══ Dataset excerpts ══

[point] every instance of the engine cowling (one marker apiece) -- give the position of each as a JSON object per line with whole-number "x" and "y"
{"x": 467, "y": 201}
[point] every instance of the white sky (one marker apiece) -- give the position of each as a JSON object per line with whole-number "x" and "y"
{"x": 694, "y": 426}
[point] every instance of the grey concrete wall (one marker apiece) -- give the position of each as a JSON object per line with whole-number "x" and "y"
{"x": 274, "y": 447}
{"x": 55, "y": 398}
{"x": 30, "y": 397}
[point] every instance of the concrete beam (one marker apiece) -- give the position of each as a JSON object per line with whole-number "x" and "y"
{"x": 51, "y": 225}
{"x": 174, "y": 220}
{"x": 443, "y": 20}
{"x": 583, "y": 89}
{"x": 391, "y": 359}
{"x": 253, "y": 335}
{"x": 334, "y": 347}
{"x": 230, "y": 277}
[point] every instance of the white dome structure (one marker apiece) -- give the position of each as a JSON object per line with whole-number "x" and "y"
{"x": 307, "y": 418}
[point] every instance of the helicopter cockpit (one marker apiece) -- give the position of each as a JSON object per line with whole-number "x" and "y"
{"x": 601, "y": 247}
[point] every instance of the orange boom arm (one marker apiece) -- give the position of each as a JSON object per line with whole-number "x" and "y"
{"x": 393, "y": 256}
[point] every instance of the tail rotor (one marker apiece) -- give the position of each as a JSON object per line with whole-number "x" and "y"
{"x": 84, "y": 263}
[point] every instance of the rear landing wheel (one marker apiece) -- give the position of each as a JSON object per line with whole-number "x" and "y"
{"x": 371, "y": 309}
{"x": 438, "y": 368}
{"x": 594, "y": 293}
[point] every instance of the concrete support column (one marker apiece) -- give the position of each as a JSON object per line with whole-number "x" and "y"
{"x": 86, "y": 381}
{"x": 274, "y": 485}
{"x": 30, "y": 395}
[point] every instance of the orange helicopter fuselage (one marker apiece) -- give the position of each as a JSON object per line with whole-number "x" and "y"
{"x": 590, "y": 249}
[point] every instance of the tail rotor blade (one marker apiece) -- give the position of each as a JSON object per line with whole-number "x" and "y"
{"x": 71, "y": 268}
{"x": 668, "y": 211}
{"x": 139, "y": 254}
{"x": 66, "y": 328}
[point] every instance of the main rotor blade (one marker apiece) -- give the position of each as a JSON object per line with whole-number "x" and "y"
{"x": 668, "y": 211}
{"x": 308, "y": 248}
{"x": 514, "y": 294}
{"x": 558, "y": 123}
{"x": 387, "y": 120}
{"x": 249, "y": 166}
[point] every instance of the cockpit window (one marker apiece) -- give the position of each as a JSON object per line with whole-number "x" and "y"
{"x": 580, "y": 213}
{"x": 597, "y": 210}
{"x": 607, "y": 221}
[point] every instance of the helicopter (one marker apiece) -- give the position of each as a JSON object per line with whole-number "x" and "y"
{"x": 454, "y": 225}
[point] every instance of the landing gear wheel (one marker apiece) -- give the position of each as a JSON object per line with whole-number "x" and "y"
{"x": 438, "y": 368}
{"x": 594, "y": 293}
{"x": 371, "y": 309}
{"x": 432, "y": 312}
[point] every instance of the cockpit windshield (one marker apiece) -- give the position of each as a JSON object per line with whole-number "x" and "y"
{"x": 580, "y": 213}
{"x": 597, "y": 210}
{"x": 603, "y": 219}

═══

How to complete this task:
The records above need to be retyped in full, exactly as given.

Answer to the exercise:
[point] every instance of the engine cowling (one marker apiece) -- give the position of each as a JSON object per line with whole-number "x" and "y"
{"x": 467, "y": 201}
[point] every instance of the white sky (one marker apiece) -- give the position of each as a JSON object per line with whole-number "x" and "y"
{"x": 694, "y": 426}
[point] every instance of the grey concrete wall (one marker apiece) -- give the position of each as a JSON object per line with whole-number "x" and "y"
{"x": 274, "y": 447}
{"x": 55, "y": 398}
{"x": 30, "y": 397}
[point] every instance of the concrete beam (one marker apiece) -- give the position of each as a JSON object per line with whole-number "x" and "y"
{"x": 51, "y": 225}
{"x": 174, "y": 220}
{"x": 443, "y": 20}
{"x": 583, "y": 89}
{"x": 391, "y": 359}
{"x": 253, "y": 335}
{"x": 334, "y": 347}
{"x": 230, "y": 277}
[point] every instance of the white dome structure (one marker apiece) -- give the position of each as a JSON object per line with whole-number "x" and "y"
{"x": 307, "y": 418}
[point] every instance of the helicopter cockpit (one marker apiece) -- give the position of each as a JSON object per line with whole-number "x" and "y"
{"x": 601, "y": 247}
[point] every instance of the orange boom arm (one marker apiece) -- give the position of each as a JSON object per line with whole-number "x" and "y"
{"x": 393, "y": 256}
[point] every instance of the tail rotor (one marker apiece) -- give the position of each as a JSON object per line with whole-number "x" and "y"
{"x": 84, "y": 263}
[point] every instance of the rear landing wheel (one marker apiece) -- give the position of each as a JSON object per line with whole-number "x" and "y"
{"x": 371, "y": 309}
{"x": 438, "y": 368}
{"x": 594, "y": 293}
[point] every instance of the concrete support column (one marker apiece) -- give the position of each as a JSON object per line with whole-number "x" and "y"
{"x": 86, "y": 381}
{"x": 274, "y": 485}
{"x": 30, "y": 395}
[point] every instance of the orange helicopter fuselage (one marker apiece) -- give the position of each as a JSON object per line with whole-number "x" and "y"
{"x": 590, "y": 249}
[point] every instance of the tail rotor blade (one marker apiece) -- give the position of each as a JSON object per line with whole-number "x" and "y"
{"x": 71, "y": 268}
{"x": 668, "y": 211}
{"x": 139, "y": 254}
{"x": 66, "y": 328}
[point] every instance of the main rotor blade (one marker apiece) -- give the position of each as a JSON object per line with whole-number "x" and "y"
{"x": 668, "y": 211}
{"x": 308, "y": 248}
{"x": 514, "y": 294}
{"x": 558, "y": 123}
{"x": 387, "y": 120}
{"x": 249, "y": 166}
[point] every instance of the cockpit window (one marker apiece) -- give the position of each as a JSON object per line with whole-number "x" and "y"
{"x": 580, "y": 213}
{"x": 597, "y": 210}
{"x": 607, "y": 221}
[point] every instance of the helicopter (one marker apiece) -- give the position of each as a JSON object per line with whole-number "x" and "y"
{"x": 454, "y": 225}
[point] every instance of the landing gear wheel (one marker apiece) -- give the position of each as a JSON object per line with whole-number "x" and "y"
{"x": 438, "y": 368}
{"x": 594, "y": 293}
{"x": 371, "y": 309}
{"x": 432, "y": 312}
[point] every instance of the cockpit windshield (one marker apiece) -- give the position of each as a JSON object per line with whole-number "x" and "y"
{"x": 580, "y": 213}
{"x": 597, "y": 210}
{"x": 603, "y": 219}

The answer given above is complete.